** Task data follows **

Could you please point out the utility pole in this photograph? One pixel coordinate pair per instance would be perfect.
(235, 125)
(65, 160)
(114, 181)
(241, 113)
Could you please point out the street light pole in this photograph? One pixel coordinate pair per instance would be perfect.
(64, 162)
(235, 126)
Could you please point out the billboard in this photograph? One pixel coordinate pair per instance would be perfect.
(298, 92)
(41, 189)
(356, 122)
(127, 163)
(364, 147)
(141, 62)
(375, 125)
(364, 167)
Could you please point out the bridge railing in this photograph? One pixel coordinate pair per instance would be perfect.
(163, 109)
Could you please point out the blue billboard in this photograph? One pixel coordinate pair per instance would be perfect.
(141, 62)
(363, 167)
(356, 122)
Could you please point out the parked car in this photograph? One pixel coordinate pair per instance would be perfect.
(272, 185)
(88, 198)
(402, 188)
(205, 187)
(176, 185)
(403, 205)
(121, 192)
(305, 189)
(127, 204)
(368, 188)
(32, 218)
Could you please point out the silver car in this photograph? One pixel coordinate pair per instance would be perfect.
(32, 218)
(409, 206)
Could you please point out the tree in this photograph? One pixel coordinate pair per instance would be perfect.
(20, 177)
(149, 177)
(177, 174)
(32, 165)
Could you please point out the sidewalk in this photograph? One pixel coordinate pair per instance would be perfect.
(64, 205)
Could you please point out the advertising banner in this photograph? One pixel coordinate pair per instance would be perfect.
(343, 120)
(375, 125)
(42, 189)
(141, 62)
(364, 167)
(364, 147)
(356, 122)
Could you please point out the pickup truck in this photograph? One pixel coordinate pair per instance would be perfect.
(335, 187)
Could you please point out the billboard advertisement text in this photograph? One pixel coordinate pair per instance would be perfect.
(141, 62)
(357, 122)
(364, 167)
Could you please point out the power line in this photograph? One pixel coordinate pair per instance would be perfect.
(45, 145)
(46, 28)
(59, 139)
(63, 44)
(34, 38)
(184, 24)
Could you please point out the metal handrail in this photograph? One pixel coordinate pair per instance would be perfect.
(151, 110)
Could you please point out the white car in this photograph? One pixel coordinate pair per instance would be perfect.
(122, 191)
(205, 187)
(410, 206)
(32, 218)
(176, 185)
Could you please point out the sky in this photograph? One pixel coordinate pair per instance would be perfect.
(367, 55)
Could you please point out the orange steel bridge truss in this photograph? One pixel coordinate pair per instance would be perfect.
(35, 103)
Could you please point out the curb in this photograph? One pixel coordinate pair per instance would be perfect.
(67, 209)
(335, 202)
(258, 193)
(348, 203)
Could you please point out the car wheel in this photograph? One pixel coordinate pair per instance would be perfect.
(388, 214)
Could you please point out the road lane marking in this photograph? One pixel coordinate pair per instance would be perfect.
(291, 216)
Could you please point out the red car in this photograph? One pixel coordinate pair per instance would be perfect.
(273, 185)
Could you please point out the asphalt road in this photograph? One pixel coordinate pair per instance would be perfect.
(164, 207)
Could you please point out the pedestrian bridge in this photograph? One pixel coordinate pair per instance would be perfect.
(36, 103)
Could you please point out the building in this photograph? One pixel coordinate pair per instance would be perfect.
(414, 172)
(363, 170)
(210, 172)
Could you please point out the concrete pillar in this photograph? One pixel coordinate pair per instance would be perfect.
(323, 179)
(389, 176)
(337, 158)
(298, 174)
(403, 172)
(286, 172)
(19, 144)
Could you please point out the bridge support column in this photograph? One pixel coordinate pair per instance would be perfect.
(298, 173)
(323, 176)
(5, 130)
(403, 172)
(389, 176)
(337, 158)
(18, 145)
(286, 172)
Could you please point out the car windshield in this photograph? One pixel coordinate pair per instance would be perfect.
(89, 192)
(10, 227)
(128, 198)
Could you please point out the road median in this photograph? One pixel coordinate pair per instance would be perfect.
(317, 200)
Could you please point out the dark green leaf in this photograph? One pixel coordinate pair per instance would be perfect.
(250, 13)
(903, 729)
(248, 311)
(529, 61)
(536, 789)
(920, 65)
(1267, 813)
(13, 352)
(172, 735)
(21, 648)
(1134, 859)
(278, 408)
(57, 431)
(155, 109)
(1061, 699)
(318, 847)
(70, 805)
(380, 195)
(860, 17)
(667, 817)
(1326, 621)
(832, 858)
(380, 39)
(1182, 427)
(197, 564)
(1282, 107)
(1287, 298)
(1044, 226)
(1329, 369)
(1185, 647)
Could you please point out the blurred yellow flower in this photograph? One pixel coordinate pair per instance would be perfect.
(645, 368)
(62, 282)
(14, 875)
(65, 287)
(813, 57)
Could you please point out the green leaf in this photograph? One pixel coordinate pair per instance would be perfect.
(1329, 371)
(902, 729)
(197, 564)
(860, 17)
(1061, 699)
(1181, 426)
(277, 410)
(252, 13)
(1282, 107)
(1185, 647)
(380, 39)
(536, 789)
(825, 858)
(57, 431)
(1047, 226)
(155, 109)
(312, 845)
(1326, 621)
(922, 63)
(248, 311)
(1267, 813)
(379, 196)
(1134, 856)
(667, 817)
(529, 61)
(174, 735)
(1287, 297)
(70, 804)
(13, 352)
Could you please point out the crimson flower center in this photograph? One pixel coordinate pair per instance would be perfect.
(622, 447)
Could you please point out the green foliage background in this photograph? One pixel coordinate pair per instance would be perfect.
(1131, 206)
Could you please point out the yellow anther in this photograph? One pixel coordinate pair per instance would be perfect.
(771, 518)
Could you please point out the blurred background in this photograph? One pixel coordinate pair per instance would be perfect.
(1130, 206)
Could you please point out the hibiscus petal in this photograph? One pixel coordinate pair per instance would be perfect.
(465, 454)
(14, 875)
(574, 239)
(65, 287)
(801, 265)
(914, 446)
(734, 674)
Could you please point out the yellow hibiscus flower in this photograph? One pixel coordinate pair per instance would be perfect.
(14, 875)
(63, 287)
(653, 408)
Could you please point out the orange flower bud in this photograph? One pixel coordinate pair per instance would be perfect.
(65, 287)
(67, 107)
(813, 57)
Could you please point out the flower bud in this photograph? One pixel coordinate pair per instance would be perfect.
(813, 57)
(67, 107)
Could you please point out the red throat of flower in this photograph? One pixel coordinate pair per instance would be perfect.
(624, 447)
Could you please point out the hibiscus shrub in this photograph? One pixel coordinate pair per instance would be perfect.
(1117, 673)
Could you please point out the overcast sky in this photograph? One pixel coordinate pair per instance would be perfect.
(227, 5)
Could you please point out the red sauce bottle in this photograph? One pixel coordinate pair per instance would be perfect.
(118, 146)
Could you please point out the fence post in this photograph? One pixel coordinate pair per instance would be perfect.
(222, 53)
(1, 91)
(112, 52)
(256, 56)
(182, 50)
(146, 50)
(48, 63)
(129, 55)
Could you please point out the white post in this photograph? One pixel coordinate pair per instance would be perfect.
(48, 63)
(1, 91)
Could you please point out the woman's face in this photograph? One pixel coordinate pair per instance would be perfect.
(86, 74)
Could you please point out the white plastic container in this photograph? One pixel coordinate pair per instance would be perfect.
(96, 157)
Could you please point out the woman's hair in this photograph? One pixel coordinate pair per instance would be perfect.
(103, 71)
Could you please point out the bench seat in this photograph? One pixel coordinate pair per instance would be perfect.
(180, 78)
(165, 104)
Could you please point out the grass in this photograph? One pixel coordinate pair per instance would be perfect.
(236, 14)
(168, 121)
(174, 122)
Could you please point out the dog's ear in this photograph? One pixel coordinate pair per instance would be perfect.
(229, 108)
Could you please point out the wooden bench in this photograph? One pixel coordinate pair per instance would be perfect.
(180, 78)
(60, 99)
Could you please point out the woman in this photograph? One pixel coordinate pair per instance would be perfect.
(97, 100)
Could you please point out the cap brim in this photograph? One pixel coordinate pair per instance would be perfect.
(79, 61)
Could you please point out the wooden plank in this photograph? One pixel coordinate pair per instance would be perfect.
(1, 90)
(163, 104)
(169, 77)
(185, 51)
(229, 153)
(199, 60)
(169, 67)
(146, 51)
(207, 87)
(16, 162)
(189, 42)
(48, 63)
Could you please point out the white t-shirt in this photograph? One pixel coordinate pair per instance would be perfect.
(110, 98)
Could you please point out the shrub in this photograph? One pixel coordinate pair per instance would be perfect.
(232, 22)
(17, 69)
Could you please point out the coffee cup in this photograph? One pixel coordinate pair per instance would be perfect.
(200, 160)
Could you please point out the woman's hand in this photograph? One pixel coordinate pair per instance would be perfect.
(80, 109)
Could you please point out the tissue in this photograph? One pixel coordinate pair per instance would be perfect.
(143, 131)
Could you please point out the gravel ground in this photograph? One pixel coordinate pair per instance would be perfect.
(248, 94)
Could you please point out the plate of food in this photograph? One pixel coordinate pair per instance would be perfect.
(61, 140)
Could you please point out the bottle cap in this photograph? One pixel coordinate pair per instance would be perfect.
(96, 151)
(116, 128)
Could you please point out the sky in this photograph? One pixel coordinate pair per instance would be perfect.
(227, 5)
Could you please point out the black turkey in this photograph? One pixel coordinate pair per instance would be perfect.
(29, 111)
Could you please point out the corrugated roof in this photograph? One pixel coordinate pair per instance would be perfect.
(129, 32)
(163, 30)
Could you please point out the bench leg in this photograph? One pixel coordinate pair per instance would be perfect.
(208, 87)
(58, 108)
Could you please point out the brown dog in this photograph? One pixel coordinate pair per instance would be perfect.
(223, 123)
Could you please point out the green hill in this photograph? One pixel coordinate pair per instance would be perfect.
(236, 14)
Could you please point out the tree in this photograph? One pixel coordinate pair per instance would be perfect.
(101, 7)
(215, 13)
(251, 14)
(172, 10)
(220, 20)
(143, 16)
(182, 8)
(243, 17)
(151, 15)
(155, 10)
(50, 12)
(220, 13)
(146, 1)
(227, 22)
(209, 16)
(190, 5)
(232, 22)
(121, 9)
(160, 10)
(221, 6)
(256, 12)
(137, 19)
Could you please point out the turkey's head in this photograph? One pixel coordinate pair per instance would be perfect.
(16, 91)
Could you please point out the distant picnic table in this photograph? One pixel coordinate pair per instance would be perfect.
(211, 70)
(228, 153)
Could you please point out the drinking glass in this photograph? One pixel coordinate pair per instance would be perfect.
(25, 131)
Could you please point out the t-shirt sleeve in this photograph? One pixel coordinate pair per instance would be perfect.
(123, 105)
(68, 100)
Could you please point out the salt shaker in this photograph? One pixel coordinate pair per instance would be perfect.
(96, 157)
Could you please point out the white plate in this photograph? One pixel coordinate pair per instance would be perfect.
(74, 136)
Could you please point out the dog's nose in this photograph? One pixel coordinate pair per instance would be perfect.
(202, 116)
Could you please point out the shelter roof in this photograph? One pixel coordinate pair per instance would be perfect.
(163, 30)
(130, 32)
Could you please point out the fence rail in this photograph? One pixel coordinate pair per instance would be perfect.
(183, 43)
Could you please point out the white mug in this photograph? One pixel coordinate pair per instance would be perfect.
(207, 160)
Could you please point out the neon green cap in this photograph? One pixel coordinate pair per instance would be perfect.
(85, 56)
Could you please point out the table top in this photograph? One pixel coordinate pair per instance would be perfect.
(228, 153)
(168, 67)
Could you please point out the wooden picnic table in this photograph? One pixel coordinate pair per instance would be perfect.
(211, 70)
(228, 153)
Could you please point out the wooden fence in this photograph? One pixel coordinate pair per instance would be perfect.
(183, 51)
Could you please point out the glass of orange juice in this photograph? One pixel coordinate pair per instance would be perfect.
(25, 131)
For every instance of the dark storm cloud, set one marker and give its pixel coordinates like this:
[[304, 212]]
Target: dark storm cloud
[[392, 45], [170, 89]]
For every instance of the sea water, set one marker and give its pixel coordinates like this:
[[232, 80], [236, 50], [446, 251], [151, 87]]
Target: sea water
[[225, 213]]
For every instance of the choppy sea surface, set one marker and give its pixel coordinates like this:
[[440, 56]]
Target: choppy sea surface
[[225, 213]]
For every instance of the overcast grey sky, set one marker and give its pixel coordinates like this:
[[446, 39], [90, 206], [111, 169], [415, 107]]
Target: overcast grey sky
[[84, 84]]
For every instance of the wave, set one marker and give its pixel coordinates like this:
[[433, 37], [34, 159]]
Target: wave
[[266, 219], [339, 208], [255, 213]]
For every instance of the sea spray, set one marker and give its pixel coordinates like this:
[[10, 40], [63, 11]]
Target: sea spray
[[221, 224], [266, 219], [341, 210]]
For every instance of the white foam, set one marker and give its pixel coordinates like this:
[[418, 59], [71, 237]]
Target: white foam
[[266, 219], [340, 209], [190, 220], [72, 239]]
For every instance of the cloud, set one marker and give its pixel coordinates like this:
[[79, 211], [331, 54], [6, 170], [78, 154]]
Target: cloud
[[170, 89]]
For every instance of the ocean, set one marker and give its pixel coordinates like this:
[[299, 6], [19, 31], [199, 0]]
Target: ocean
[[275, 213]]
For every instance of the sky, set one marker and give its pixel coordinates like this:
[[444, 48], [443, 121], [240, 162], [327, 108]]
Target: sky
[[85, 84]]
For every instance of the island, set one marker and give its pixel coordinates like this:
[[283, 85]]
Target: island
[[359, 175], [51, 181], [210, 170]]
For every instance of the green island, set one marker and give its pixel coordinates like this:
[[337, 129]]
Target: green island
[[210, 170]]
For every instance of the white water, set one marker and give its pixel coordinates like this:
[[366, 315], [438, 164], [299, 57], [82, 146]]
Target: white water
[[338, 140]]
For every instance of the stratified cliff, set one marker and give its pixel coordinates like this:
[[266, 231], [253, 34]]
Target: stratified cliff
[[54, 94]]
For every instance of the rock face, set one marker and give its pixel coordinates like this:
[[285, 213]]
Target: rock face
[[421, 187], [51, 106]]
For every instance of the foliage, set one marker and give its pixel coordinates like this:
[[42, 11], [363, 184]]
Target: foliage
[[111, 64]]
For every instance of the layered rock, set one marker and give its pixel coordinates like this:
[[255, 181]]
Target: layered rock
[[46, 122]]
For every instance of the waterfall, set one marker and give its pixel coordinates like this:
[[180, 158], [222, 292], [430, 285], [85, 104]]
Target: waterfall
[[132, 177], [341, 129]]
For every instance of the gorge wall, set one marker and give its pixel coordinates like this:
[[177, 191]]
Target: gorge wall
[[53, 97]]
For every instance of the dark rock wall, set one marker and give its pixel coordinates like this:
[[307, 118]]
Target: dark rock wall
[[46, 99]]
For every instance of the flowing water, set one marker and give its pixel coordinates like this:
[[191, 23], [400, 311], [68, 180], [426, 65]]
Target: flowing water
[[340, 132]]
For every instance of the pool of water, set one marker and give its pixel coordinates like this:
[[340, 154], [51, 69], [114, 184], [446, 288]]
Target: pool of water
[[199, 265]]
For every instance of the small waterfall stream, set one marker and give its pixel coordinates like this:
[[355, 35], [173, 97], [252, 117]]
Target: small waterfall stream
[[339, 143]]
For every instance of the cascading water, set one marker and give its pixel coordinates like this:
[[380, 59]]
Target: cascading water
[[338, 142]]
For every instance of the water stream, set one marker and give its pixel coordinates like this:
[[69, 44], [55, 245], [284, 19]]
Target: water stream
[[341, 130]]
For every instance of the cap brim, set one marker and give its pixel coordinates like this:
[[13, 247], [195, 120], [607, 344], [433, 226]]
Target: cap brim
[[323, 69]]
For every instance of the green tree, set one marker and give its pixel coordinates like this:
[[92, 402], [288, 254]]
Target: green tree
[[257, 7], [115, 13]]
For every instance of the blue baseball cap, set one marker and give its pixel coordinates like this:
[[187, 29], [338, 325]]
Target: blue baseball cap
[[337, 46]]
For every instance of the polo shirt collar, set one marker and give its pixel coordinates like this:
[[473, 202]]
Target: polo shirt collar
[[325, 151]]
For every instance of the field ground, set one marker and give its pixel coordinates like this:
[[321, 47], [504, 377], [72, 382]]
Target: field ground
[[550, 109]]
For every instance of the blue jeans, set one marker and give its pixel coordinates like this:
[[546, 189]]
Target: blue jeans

** End of Task data **

#### Aim of the exercise:
Look in the material above for the line with "For every instance of the layered" and the line with "[[177, 191]]", and transcribe exactly those lines and all lines between them, nothing more.

#### Output of the exercise:
For every instance of the layered rock, set one marker and give its pixel coordinates like this:
[[255, 181]]
Target: layered rock
[[46, 122]]
For every instance of the waterfall, set one marker and give its pixel coordinates like this:
[[180, 158], [222, 292], [430, 285], [85, 104]]
Target: waterfall
[[132, 177], [341, 129]]
For every instance of the gorge wall, set one marker and give its pixel coordinates like this:
[[177, 191]]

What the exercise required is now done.